§ Exercise instructions: Could you repeat verbatim the passage of the allergy study text from "Summary: Allergic reactions" up to and including "follows the conditioning."?

━━━━━ Passage for review

Summary: Allergic reactions can be triggered with, or without, exposure to the allergen as the result of a psychologically conditioned reaction. The findings explain why some allergic reactions are observed as a form of placebo reaction when the original allergen is not present.
Source: University of Tubingen
Allergic reactions can occur without being triggered by an allergen such as grass or birch pollen—it is enough for the patient to be back in the same place where she was previously exposed to the allergen, as researchers at the University of Tübingen have found. However, this kind of conditioned reaction to an intrinsically neutral and harmless situation only happens after a sleep phase that follows the conditioning.
The new study on the influence of psychological factors on allergic reactions was led by Dr. Luciana Besedovsky and Professor Jan Born from the Institute of Medical Psychology and Behavioral Neurobiology. The findings go some way toward explaining why allergic reactions are frequently observed as a form of placebo reaction when the original allergen is not present. The study has been published in the latest Proceedings of the National Academy of Sciences.

━━━━━━━━━━
━━━━━ Source information

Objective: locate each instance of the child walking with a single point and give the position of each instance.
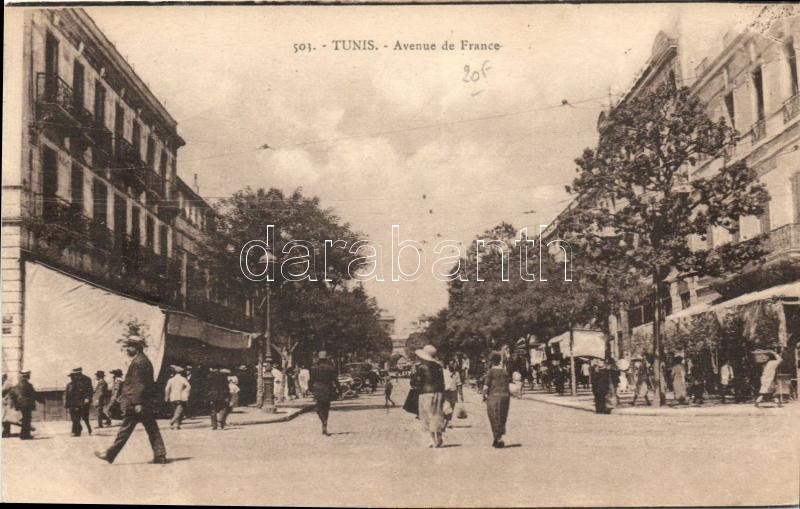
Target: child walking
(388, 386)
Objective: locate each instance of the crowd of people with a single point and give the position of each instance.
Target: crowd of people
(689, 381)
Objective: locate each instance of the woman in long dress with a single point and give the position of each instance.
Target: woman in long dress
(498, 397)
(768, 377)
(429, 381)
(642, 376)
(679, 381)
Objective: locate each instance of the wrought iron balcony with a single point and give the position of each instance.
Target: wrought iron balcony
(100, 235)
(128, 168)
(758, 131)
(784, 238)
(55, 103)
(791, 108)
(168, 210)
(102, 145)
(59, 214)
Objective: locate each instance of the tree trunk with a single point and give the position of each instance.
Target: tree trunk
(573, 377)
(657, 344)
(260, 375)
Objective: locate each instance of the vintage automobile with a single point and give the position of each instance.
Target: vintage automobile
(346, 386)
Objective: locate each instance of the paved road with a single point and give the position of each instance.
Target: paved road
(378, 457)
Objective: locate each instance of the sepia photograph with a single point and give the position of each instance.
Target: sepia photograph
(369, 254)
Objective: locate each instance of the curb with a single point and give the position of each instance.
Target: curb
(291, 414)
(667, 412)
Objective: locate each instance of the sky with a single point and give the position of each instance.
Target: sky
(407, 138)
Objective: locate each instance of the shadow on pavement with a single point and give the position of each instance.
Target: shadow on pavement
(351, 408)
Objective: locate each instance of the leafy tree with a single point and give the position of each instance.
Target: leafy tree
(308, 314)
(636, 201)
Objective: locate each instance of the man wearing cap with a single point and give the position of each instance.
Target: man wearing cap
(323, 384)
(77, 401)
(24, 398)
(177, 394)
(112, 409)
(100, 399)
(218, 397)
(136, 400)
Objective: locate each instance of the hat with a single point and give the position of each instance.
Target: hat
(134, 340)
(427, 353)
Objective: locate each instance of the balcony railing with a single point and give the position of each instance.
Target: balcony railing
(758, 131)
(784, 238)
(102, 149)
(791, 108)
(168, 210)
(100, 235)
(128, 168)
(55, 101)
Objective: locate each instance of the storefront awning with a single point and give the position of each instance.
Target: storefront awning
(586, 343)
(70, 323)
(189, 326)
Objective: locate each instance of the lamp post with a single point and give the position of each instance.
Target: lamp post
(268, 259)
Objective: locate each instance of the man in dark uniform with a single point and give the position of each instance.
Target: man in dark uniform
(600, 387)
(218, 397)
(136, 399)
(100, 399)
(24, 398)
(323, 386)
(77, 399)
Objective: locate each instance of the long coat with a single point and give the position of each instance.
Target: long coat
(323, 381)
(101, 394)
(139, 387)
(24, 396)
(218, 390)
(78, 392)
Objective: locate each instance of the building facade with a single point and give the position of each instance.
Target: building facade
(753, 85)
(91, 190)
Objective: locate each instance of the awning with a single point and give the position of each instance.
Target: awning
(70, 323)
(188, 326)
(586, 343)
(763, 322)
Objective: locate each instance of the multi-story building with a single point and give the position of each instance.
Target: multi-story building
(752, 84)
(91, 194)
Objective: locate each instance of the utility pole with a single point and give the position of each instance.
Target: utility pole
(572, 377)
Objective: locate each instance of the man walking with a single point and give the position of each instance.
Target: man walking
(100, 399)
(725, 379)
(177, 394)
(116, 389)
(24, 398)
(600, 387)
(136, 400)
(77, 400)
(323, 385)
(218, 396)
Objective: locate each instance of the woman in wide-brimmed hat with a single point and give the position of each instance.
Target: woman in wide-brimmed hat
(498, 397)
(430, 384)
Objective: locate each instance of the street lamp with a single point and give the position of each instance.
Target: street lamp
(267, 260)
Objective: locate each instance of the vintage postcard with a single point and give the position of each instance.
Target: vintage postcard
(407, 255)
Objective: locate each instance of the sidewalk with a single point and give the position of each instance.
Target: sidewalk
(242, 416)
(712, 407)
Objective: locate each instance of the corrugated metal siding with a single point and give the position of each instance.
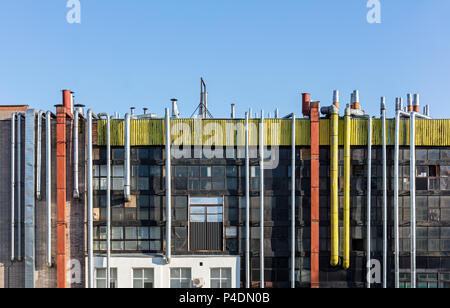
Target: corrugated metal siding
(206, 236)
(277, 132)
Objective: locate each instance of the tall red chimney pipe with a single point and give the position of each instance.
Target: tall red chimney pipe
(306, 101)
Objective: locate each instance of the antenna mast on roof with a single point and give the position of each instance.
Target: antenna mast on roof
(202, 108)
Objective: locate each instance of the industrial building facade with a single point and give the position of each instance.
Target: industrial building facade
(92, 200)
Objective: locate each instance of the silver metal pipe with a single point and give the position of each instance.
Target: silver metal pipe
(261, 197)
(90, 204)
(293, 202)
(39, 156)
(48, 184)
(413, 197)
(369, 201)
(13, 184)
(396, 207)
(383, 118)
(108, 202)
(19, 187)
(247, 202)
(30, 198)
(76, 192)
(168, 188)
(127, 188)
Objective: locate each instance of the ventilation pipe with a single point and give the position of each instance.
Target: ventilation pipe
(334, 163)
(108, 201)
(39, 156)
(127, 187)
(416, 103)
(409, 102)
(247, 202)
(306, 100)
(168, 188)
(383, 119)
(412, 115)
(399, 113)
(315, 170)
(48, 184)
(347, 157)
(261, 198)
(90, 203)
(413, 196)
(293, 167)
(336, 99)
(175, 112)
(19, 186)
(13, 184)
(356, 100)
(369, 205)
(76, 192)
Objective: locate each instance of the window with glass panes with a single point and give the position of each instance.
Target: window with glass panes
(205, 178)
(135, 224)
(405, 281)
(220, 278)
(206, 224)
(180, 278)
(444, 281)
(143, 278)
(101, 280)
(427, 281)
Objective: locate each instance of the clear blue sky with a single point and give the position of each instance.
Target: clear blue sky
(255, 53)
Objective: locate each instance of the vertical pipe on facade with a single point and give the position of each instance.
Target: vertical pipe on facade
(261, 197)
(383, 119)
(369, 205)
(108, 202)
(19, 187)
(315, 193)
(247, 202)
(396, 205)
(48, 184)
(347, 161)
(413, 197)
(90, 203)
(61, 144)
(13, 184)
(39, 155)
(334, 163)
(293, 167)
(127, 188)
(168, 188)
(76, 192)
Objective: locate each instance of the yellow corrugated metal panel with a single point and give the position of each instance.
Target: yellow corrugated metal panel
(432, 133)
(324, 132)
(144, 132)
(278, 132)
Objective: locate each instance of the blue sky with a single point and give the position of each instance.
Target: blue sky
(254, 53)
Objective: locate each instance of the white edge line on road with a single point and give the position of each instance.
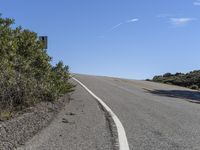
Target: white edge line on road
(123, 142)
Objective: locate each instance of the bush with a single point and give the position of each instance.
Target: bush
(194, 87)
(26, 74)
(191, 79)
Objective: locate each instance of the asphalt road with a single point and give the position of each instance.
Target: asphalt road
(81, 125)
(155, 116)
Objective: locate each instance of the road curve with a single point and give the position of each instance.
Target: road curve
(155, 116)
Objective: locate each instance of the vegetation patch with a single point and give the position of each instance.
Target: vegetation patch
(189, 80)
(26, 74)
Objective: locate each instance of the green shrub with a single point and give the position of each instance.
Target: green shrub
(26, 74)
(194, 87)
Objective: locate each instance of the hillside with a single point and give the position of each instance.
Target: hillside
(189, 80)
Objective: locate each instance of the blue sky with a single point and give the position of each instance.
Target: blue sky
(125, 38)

━━━━━━━━━━

§ Result of the exercise:
Summary: Allergic reactions can be triggered with, or without, exposure to the allergen as the result of a psychologically conditioned reaction. The findings explain why some allergic reactions are observed as a form of placebo reaction when the original allergen is not present.
Source: University of Tubingen
Allergic reactions can occur without being triggered by an allergen such as grass or birch pollen—it is enough for the patient to be back in the same place where she was previously exposed to the allergen, as researchers at the University of Tübingen have found. However, this kind of conditioned reaction to an intrinsically neutral and harmless situation only happens after a sleep phase that follows the conditioning.